╭──
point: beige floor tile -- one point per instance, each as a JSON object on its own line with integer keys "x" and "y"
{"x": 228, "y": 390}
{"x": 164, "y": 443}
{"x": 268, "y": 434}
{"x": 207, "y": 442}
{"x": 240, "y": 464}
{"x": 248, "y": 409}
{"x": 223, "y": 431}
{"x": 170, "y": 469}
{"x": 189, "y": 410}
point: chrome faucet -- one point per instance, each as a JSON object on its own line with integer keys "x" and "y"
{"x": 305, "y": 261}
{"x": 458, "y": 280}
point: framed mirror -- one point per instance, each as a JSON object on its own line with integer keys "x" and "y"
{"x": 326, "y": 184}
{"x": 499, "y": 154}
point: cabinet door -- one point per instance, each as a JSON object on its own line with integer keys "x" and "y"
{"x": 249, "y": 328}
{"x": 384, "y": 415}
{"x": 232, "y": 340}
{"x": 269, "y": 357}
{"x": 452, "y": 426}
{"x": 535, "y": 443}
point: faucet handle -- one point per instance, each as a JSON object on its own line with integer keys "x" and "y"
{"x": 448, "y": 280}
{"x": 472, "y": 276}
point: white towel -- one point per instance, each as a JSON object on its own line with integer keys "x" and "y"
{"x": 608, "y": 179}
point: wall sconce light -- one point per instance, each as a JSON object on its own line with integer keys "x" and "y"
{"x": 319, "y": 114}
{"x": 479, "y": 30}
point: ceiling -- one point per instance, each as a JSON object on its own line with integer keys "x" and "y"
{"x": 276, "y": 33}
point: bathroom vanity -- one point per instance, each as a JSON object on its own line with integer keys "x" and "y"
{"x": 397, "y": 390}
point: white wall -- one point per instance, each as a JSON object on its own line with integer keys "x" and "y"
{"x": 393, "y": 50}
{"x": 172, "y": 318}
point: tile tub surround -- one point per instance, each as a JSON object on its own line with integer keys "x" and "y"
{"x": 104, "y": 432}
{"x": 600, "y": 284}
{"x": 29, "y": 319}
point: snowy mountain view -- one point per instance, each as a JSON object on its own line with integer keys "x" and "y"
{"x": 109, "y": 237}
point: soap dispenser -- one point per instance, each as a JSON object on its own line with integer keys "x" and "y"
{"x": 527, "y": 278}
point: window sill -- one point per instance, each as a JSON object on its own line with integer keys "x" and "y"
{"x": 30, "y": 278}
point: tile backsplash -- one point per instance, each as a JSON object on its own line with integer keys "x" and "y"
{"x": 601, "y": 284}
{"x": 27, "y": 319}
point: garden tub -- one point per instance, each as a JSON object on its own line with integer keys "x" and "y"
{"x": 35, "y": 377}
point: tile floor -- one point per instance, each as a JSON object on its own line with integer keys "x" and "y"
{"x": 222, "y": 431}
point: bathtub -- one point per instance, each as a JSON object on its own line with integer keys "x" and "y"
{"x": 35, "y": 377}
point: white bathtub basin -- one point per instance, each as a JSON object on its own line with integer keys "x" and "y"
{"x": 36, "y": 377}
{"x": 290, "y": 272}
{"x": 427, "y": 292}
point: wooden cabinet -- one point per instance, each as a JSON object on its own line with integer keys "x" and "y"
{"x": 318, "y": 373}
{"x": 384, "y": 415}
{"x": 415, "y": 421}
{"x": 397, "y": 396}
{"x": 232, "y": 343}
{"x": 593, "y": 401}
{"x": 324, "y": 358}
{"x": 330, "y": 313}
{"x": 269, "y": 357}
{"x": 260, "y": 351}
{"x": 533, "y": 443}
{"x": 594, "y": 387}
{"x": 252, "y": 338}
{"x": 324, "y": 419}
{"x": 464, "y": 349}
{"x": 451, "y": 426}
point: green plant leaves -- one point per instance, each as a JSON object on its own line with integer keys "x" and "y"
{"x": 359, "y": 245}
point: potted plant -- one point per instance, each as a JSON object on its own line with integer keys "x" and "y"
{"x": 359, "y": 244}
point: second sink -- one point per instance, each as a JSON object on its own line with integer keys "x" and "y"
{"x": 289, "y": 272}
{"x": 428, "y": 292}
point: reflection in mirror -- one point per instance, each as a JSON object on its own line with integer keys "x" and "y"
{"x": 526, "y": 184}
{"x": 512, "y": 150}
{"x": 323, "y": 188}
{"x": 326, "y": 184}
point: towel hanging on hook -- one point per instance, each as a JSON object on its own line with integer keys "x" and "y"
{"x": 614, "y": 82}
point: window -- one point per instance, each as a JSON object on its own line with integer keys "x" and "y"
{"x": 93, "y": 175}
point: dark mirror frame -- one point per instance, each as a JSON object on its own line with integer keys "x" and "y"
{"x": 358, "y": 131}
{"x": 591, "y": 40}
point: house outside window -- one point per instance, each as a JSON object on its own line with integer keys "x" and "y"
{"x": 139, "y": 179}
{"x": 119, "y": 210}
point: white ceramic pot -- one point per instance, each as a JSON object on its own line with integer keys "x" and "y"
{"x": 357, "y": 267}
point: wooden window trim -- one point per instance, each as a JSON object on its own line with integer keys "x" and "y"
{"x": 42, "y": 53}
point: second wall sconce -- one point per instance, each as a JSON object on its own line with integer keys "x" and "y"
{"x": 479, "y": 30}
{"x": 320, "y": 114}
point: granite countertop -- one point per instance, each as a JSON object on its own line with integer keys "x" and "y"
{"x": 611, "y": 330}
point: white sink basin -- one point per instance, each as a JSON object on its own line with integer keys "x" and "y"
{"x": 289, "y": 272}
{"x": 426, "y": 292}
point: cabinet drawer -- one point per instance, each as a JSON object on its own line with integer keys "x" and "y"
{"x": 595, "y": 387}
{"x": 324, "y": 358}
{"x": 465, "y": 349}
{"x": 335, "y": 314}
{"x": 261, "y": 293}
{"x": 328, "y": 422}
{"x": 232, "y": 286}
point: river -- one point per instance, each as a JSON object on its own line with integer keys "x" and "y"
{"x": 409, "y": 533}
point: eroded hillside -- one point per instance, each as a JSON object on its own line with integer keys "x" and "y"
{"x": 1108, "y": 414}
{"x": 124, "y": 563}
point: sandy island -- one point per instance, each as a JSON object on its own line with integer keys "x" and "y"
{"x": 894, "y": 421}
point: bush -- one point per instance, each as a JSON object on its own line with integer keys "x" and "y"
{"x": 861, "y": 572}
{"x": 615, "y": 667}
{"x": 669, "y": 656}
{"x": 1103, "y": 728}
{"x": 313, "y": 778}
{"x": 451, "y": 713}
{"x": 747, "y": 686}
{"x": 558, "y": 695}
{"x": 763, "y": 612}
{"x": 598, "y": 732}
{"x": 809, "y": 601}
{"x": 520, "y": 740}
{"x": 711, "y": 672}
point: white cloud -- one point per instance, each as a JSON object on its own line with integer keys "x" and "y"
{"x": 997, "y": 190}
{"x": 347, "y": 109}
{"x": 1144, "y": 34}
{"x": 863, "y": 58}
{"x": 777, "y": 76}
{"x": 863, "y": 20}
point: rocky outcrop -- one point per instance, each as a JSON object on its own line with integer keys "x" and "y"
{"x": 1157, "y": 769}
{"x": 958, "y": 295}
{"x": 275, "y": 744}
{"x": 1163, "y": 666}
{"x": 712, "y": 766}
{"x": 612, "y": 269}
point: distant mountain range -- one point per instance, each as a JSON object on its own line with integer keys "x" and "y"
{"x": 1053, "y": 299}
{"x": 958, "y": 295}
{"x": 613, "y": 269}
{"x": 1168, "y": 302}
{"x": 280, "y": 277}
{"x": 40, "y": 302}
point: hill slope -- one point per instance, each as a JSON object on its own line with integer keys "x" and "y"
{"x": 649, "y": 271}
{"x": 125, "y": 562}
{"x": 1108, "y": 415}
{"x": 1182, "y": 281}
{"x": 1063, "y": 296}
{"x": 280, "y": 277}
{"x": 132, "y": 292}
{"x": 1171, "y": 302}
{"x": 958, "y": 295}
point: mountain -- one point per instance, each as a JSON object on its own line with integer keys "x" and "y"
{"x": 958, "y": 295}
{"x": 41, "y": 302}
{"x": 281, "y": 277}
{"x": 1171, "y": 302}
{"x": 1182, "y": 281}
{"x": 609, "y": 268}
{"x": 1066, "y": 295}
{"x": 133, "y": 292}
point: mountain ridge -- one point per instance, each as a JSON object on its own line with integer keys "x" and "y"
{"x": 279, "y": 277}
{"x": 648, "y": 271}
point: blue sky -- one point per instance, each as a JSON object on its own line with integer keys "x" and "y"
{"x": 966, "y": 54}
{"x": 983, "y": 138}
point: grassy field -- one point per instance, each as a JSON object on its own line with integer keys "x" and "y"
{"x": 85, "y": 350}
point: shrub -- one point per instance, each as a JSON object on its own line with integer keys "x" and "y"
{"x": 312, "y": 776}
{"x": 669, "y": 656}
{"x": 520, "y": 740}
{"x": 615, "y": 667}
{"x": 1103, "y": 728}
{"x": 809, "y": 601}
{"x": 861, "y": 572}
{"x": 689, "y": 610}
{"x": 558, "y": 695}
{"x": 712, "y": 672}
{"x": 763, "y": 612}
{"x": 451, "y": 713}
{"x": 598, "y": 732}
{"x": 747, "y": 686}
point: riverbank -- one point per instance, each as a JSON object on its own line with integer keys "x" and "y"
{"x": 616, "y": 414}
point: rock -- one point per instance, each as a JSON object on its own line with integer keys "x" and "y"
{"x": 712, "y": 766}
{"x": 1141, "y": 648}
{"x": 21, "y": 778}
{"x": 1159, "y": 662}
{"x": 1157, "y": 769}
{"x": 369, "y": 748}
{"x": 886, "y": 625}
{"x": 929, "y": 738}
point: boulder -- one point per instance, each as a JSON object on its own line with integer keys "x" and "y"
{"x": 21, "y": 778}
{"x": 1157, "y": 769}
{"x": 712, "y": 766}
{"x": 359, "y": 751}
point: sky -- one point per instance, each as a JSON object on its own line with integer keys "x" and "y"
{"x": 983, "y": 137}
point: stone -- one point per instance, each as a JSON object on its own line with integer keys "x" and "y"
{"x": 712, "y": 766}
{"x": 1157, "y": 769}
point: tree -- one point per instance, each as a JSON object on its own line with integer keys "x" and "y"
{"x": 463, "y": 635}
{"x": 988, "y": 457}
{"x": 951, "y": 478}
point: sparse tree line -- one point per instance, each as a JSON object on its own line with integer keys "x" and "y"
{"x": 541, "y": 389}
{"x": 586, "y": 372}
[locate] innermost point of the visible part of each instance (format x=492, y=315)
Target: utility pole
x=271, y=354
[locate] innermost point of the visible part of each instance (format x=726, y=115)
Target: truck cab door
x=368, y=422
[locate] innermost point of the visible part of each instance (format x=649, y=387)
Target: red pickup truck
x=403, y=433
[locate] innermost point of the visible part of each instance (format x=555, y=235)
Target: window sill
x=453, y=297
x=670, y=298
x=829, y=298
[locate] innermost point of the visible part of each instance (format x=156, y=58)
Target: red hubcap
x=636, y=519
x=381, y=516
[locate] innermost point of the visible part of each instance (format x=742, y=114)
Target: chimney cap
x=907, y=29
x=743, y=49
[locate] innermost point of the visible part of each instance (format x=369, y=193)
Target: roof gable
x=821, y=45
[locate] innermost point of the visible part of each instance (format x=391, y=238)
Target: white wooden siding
╰──
▶ **WORK INSTRUCTION**: Retype exactly, please, only the lines of the entries that run from the one containing "Target: roof gable" to the last.

▶ **YOUR SOLUTION**:
Target: roof gable
x=821, y=45
[locate] innermost point of the visible part of each instance (format x=391, y=238)
Target: white wooden siding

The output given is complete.